(Task brief) Copy the lines from the one containing "Task: indicate one point on every instance of the bag" through the last line below, changing nothing.

--

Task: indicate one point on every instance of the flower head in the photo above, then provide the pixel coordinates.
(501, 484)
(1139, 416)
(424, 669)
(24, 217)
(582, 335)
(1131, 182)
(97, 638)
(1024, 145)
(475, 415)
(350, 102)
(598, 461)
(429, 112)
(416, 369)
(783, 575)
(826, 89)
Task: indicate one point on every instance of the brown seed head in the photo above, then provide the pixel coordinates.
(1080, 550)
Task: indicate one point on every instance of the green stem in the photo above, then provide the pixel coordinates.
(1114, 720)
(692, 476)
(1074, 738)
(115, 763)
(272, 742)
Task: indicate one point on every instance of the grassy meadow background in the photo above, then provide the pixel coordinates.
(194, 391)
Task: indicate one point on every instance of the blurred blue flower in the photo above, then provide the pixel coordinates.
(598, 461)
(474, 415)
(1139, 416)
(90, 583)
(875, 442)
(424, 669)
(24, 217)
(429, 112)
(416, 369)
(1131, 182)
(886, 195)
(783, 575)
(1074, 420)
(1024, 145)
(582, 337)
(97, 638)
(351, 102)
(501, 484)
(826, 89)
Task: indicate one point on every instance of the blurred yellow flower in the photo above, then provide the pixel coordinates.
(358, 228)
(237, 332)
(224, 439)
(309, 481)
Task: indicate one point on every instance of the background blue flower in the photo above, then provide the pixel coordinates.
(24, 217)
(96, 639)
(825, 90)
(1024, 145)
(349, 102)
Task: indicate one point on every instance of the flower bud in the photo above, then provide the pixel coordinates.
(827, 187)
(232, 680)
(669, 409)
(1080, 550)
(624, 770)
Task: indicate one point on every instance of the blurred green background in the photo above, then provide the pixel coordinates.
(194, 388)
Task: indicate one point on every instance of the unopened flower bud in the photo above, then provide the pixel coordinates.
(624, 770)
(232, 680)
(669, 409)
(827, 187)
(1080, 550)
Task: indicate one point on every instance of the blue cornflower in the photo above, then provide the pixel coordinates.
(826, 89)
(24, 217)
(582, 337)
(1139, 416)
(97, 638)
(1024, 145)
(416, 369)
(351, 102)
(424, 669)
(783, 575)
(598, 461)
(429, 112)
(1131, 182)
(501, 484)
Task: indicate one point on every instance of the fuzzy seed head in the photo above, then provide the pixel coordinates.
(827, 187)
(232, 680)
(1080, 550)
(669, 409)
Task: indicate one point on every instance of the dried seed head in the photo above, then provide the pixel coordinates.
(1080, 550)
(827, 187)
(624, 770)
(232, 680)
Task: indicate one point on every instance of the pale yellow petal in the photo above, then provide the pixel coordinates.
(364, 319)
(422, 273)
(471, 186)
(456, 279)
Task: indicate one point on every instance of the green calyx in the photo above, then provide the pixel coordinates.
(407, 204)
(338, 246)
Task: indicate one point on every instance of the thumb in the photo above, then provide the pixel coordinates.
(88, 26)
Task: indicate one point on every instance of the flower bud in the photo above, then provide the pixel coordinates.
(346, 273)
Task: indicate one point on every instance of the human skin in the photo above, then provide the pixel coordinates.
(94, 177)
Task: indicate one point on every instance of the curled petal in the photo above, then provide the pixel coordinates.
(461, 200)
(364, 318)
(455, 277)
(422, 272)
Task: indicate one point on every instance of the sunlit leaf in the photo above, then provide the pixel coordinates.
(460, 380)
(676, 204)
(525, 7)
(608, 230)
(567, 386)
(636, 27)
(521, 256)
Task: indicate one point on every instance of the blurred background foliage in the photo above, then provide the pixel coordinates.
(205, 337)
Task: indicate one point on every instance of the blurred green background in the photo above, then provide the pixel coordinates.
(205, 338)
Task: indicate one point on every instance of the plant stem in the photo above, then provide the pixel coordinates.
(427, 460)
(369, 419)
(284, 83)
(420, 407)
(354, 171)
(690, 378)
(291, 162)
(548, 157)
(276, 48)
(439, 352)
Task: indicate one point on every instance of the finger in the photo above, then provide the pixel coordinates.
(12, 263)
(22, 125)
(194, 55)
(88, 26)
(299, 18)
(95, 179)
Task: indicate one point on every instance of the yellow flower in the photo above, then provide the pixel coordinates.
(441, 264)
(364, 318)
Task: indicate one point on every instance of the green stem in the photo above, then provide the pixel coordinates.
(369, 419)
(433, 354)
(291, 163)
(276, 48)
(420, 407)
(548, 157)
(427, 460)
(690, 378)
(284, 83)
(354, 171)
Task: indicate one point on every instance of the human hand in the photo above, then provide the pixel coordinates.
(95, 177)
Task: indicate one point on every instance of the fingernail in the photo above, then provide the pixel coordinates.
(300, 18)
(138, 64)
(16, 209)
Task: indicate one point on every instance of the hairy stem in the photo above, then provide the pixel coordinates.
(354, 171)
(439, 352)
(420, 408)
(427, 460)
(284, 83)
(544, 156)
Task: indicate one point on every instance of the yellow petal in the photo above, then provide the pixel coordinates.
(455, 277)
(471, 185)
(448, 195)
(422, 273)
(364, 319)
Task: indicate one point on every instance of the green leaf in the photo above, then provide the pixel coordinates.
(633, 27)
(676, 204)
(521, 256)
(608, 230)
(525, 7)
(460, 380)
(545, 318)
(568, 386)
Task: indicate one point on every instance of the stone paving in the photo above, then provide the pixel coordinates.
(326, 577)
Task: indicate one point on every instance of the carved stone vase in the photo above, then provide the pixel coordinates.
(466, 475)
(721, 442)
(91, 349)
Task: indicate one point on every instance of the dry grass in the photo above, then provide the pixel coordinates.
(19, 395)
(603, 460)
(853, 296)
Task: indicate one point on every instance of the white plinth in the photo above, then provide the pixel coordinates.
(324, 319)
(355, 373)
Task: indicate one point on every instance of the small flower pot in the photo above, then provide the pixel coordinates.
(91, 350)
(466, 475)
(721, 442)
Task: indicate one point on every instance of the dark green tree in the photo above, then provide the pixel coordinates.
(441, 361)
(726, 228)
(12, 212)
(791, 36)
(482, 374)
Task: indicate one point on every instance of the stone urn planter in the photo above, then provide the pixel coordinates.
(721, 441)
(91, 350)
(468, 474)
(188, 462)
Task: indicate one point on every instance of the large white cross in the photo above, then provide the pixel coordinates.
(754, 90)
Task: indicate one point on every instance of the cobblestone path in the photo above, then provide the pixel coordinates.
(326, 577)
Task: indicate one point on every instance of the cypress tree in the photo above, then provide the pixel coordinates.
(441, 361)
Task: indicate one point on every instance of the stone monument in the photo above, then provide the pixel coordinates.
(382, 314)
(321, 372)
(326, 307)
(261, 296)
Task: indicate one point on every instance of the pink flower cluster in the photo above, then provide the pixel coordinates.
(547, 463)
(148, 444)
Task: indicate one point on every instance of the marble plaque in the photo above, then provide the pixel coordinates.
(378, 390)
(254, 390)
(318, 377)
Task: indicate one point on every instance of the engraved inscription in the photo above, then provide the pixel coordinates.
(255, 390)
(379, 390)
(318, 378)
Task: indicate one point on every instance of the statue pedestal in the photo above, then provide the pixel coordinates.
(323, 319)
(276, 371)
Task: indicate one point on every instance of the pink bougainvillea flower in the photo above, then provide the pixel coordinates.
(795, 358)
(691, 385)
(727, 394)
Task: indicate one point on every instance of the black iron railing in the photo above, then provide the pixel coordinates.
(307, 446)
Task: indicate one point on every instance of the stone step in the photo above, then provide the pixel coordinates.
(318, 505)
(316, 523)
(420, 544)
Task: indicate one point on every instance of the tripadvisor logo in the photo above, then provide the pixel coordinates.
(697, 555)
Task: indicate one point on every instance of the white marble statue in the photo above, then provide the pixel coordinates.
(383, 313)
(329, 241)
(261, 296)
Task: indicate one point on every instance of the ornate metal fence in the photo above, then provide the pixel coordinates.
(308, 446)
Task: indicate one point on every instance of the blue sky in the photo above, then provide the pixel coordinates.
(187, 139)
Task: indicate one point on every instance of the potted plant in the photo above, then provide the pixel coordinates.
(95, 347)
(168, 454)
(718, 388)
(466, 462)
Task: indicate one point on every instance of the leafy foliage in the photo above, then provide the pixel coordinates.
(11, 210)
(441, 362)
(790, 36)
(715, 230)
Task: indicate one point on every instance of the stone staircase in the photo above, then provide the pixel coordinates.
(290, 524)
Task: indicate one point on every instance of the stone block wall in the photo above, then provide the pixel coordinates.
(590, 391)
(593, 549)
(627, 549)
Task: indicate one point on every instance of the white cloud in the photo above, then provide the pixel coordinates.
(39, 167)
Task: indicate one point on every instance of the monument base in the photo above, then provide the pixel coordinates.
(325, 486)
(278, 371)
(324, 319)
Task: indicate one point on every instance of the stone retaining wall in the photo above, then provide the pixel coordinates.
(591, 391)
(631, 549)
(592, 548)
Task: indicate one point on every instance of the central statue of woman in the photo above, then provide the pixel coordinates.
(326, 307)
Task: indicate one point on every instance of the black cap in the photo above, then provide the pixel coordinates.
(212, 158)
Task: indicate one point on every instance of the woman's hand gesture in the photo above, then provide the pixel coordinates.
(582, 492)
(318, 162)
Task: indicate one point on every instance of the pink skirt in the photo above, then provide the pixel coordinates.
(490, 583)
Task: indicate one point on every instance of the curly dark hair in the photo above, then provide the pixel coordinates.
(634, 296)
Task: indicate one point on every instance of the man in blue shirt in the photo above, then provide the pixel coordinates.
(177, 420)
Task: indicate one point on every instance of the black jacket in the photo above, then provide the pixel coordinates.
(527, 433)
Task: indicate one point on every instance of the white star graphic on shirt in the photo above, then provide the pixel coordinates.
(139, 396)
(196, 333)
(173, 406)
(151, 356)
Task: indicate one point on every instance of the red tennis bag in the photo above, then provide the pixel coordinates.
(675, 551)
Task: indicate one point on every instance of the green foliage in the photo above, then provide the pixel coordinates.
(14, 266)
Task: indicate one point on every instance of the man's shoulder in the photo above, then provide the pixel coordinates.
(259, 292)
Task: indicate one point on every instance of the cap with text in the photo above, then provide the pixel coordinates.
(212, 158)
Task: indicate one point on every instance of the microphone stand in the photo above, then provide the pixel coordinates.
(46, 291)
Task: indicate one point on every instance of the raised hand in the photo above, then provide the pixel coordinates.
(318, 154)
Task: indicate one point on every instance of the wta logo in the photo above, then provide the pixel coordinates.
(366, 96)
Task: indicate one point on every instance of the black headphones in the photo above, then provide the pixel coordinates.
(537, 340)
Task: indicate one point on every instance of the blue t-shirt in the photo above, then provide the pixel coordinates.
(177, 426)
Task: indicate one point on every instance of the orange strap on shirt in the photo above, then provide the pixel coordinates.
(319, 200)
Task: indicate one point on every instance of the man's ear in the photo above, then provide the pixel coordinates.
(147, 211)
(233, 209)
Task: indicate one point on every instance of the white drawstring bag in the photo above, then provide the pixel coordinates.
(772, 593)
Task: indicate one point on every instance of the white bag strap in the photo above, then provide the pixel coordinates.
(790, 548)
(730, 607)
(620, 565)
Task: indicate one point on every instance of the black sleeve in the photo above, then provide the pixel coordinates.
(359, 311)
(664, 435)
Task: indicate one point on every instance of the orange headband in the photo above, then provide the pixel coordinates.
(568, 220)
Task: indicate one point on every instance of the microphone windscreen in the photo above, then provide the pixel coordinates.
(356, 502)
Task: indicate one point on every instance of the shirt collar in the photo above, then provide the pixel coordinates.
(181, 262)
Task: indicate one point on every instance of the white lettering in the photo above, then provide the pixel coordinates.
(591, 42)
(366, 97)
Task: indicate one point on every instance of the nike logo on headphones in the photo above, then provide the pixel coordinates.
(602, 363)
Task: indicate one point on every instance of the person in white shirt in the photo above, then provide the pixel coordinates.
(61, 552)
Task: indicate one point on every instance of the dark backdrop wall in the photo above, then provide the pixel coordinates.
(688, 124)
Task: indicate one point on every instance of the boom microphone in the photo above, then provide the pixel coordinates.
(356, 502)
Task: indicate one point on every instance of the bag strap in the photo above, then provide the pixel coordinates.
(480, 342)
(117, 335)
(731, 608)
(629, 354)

--

(Reply)
Task: indicate one point on every instance of the bag strap in the photo above, then provide the pixel coordinates.
(480, 342)
(117, 335)
(731, 608)
(629, 354)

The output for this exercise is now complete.